═══ Texte fourni ═══

Le campagne électorale

La campagne électorale s’avère aussi originale en tant qu’elle s’articule autour d’une égalité entre les partisans et les opposants à l’indépendance.

En effet, il a été institué une commission de contrôle de l’organisation et du déroulement de la consultation, présidée par un conseiller d’Etat et composée de magistrats administratifs et judiciaire. Cette commission de contrôle a pour mission de veiller à la régularité et à la sincérité de la consultation et est notamment chargée de dresser la liste des partis et groupements habilités à participer à la campagne en raison de leur représentativité en Nouvelle-Calédonie qui s’apprécie au vu de leur représentation au sein du congrès. En effet trois heures d’émissions radiodiffusées et trois heures d’émissions télévisées sont mises à disposition des partis habilités et ces temps d’antenne sont répartis, entre les partis ou groupements habilités à participer à la campagne, par accord entre les présidents des groupes au congrès, sans que cette répartition puisse conduire à octroyer à l’un de ces partis ou groupements un temps d’antenne hors de proportion avec sa représentation au congrès. La commissions statue en cas d’absence d’accord.

═══

_Consigne_.
Répondez à ces questions à partir du passage sur la campagne électorale :
1. Entre qui la campagne électorale établit-elle une égalité ?
2. Qui préside la commission de contrôle ?
3. Combien d’heures d’émissions télévisées sont mises à disposition des partis habilités ?

═══ Lignes de données ═══

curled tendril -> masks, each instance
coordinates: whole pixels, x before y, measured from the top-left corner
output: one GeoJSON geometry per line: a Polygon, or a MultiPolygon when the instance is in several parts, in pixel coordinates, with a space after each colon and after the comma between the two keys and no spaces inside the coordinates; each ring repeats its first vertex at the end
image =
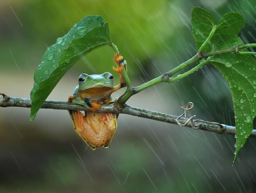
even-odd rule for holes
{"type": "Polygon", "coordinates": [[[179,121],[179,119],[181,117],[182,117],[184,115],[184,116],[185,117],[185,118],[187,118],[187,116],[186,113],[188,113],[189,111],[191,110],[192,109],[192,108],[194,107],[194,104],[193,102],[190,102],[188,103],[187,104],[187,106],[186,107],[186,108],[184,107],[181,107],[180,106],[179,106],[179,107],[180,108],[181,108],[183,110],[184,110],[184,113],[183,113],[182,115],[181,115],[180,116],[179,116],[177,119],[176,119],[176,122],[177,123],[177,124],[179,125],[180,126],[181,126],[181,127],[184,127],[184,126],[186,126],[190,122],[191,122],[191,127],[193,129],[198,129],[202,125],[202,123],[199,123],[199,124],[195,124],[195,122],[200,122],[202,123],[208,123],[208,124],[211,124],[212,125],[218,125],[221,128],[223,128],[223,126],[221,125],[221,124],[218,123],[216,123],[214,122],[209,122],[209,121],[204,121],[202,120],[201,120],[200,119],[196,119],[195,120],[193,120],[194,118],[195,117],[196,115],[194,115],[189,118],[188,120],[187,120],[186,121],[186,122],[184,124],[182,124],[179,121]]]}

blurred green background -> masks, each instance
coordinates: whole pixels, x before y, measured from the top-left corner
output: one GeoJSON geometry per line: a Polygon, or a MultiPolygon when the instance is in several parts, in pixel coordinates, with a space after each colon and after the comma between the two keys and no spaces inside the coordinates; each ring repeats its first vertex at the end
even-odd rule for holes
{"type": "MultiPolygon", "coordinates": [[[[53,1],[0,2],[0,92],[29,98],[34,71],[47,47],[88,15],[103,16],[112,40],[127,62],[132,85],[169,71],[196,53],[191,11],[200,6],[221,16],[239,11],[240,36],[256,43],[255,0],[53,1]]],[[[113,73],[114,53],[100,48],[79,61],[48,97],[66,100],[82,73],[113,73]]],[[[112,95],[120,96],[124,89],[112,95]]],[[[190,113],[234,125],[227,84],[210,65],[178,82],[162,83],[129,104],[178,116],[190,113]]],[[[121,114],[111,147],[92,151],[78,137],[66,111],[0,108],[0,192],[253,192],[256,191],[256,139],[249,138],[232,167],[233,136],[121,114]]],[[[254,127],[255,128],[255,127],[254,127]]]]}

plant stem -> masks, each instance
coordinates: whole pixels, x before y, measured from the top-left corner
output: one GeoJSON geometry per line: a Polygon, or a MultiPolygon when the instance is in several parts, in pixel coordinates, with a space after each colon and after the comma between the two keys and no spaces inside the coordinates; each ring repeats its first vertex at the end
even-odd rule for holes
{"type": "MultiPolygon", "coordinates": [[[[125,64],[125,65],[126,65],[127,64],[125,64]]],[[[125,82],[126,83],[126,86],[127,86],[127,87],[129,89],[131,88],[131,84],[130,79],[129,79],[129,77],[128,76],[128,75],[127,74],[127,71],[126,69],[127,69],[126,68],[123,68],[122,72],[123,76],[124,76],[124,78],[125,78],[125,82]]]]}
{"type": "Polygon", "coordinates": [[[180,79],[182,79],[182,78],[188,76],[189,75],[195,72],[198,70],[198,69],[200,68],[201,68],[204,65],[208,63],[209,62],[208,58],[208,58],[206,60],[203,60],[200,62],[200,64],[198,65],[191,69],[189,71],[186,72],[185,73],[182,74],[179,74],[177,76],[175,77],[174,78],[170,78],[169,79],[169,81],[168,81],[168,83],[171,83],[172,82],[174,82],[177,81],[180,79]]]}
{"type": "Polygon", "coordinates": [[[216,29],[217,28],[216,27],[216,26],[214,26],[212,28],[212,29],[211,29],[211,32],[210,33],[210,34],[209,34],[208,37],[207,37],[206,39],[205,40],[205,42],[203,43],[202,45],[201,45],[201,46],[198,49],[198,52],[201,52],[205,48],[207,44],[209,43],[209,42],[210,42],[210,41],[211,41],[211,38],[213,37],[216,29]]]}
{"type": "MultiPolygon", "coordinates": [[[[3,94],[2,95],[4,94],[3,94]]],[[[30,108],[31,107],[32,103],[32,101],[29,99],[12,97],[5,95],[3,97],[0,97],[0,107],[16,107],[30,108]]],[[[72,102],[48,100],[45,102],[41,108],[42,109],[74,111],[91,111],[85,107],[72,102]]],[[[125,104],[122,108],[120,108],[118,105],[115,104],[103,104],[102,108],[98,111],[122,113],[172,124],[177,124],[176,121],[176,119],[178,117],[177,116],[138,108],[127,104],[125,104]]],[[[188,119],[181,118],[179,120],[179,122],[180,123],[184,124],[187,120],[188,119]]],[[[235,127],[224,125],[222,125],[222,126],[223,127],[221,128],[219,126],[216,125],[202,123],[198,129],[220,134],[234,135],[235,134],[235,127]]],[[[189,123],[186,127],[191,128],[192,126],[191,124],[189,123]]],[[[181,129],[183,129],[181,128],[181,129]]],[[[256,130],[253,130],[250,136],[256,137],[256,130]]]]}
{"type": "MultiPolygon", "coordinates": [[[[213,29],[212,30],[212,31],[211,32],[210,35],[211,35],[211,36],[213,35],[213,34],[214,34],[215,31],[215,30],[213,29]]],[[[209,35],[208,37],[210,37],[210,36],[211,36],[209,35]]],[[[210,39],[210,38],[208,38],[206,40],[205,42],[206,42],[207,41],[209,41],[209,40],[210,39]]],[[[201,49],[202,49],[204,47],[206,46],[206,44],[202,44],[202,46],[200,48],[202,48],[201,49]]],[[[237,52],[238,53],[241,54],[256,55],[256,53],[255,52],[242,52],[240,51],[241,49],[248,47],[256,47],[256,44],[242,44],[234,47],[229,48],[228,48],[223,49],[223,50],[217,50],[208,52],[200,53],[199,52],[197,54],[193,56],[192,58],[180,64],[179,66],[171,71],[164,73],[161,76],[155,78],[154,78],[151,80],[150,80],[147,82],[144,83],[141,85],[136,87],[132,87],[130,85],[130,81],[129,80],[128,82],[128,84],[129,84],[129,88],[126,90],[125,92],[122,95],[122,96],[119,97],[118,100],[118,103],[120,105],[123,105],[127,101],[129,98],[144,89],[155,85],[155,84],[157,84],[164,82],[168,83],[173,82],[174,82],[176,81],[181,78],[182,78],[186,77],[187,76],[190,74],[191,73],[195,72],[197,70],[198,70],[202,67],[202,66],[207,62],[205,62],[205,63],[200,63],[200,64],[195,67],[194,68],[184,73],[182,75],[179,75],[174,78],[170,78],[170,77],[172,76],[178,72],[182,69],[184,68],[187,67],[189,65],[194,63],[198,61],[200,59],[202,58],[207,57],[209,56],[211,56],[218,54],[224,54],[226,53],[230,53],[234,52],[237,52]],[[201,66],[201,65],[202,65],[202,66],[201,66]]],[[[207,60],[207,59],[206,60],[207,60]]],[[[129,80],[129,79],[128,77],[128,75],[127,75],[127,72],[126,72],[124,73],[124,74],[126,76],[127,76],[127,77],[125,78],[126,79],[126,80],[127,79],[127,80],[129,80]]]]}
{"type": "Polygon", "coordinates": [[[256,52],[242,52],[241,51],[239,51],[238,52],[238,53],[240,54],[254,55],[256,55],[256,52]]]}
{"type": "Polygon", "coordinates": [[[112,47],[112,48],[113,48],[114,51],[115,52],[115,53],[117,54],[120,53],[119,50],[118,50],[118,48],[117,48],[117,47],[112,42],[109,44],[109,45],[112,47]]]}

═══
═══ Lignes de données ═══

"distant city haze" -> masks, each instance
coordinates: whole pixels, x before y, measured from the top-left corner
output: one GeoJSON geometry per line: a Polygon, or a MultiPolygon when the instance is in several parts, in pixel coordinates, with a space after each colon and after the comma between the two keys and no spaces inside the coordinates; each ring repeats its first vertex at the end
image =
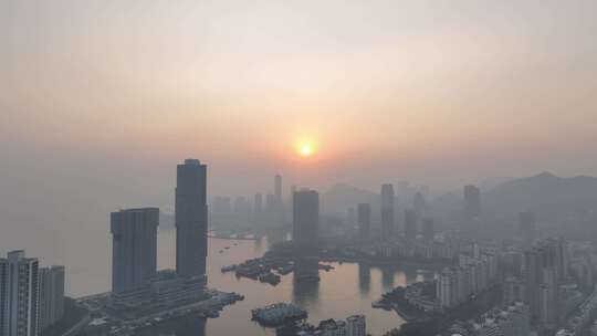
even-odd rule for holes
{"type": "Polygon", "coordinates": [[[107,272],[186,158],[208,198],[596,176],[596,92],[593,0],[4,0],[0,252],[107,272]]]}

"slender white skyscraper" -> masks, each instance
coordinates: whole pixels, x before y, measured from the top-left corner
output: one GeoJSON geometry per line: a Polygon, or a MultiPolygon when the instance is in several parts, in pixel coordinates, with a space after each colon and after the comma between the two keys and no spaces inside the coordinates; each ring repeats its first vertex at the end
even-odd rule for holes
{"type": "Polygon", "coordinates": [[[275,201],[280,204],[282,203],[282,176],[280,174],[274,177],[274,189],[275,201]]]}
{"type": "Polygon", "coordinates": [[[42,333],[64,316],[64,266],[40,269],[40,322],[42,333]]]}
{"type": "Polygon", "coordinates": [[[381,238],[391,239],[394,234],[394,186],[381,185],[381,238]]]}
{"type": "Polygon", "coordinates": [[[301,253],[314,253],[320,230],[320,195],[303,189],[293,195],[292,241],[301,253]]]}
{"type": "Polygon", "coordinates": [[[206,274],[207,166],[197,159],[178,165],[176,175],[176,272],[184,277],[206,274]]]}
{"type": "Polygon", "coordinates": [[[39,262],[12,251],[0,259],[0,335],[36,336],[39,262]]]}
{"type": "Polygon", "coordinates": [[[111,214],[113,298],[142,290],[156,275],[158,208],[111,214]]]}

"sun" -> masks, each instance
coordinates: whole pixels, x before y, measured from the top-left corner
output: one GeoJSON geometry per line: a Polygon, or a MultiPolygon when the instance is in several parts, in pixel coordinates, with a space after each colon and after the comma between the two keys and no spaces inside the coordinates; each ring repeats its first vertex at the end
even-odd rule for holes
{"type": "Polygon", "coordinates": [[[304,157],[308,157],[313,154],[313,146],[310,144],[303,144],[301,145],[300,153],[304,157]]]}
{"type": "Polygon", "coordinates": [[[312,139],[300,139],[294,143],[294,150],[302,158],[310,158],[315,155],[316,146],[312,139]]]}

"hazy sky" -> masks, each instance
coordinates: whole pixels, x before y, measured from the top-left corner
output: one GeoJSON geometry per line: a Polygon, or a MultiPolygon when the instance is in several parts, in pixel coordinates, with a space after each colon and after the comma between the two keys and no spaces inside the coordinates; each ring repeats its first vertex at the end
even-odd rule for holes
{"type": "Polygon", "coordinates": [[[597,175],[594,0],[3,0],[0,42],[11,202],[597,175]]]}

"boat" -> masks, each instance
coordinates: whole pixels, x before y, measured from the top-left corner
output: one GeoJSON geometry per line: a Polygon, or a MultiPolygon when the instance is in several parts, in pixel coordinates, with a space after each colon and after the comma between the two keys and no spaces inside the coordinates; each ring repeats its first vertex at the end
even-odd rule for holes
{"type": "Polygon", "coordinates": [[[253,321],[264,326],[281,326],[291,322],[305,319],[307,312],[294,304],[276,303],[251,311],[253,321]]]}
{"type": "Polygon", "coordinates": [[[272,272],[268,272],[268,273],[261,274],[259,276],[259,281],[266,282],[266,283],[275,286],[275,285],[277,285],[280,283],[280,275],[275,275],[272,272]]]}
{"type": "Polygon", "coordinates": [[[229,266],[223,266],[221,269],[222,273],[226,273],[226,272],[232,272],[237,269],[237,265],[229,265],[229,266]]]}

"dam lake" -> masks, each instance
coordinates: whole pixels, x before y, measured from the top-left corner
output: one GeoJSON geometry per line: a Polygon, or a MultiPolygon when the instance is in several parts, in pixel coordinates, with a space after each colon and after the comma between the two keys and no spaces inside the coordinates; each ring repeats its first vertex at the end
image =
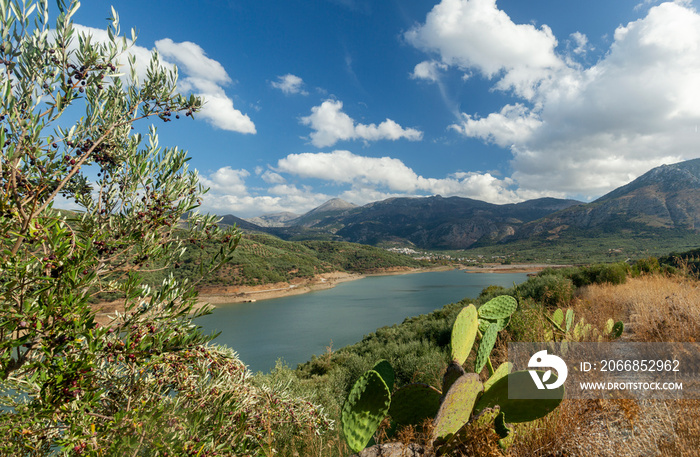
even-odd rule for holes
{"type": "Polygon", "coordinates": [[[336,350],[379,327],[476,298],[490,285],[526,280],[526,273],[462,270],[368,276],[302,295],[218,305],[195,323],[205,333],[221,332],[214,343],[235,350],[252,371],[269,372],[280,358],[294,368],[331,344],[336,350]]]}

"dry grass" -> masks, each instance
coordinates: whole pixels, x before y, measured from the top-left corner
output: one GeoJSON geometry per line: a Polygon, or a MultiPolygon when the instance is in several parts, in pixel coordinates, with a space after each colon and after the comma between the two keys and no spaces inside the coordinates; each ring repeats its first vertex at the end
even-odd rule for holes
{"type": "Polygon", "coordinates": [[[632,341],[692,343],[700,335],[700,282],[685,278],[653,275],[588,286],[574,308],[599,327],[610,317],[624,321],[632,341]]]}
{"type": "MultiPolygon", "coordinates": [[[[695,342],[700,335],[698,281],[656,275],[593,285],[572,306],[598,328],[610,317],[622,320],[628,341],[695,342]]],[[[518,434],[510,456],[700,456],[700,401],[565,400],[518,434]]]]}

═══
═══ Lignes de données ═══

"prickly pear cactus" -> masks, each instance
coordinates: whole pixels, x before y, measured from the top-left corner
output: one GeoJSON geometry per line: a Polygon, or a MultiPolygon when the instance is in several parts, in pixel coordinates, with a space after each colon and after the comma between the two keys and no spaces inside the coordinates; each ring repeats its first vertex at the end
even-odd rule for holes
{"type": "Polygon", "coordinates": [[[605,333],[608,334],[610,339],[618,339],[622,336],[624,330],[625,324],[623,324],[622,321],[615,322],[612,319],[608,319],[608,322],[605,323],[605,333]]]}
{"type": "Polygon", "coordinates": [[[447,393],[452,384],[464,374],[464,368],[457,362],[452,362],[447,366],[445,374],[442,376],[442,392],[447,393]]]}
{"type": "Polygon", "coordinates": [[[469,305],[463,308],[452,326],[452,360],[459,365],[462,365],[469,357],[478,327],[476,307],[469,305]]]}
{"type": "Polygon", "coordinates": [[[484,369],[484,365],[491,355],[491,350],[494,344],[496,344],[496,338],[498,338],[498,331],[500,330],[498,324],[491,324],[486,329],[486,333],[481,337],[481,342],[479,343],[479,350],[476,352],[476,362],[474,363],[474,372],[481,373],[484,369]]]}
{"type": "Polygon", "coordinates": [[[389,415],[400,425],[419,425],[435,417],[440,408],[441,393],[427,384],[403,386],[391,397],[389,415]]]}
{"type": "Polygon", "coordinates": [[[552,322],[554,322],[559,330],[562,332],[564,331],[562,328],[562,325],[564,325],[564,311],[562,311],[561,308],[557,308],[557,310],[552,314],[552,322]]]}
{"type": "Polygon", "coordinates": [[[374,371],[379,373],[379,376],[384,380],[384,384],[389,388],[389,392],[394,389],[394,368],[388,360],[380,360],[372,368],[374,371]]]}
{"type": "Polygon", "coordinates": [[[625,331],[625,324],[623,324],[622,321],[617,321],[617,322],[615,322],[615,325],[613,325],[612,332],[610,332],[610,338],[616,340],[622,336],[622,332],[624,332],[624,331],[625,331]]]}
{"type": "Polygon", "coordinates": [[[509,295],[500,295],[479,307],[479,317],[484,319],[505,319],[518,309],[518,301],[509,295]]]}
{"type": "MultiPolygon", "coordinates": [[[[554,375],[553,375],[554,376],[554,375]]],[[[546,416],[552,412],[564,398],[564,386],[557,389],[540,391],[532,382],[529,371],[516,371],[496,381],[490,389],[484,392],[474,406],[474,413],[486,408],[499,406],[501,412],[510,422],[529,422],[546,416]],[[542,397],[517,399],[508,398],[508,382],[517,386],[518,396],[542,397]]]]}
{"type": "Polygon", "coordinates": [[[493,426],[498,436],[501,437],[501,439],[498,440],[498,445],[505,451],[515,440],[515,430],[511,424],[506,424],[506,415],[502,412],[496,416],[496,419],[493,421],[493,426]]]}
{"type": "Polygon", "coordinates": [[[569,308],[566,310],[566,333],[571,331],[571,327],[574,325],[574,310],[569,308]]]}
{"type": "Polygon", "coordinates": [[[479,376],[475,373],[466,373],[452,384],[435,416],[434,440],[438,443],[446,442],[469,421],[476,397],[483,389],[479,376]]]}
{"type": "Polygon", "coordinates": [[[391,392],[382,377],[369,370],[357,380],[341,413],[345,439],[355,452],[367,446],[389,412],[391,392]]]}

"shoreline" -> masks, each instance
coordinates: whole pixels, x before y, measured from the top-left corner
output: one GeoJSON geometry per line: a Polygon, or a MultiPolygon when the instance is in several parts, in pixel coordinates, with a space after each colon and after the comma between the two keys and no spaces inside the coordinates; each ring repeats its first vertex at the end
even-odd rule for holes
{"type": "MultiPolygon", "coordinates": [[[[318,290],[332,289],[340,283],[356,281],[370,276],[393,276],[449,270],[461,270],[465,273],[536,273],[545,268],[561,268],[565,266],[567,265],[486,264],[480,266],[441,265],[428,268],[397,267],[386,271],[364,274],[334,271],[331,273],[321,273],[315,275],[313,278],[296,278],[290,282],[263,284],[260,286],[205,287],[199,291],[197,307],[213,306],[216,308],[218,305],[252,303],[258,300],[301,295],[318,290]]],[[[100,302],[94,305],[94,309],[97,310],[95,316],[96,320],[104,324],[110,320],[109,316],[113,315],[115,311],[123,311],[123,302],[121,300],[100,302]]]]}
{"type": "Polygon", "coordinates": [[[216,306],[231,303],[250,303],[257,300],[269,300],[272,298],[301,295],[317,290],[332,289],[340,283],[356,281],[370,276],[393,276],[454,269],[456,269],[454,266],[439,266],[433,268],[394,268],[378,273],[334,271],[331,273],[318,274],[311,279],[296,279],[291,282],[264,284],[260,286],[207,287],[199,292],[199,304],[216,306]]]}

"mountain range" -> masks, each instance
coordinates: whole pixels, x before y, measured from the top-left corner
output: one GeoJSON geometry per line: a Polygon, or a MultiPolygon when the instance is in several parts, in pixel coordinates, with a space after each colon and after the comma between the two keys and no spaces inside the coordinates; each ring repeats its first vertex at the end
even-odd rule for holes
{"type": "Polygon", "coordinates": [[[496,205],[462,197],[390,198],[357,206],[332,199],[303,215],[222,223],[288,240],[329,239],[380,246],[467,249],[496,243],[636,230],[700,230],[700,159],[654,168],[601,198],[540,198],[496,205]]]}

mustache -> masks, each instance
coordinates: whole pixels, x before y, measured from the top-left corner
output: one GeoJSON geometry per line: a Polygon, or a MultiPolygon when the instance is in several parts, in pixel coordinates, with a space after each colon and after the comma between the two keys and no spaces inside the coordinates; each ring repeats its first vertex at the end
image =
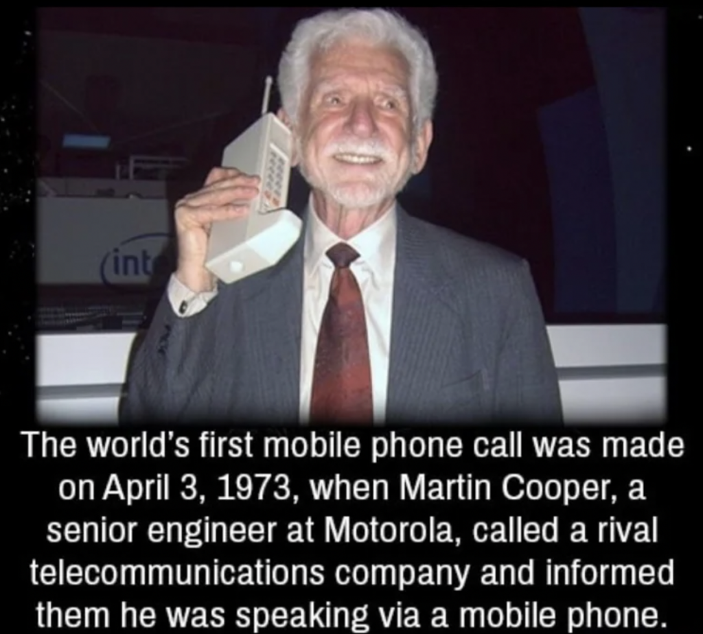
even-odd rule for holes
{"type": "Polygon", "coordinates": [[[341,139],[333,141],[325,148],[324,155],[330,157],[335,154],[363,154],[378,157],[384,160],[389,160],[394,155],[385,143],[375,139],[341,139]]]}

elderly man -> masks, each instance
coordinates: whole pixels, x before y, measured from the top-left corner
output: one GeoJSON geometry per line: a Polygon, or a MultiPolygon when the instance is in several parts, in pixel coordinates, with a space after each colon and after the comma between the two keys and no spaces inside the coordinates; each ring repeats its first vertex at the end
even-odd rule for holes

═══

_Réponse_.
1. Entre les partisans et les opposants à l’indépendance.
2. Un conseiller d’Etat.
3. Trois heures.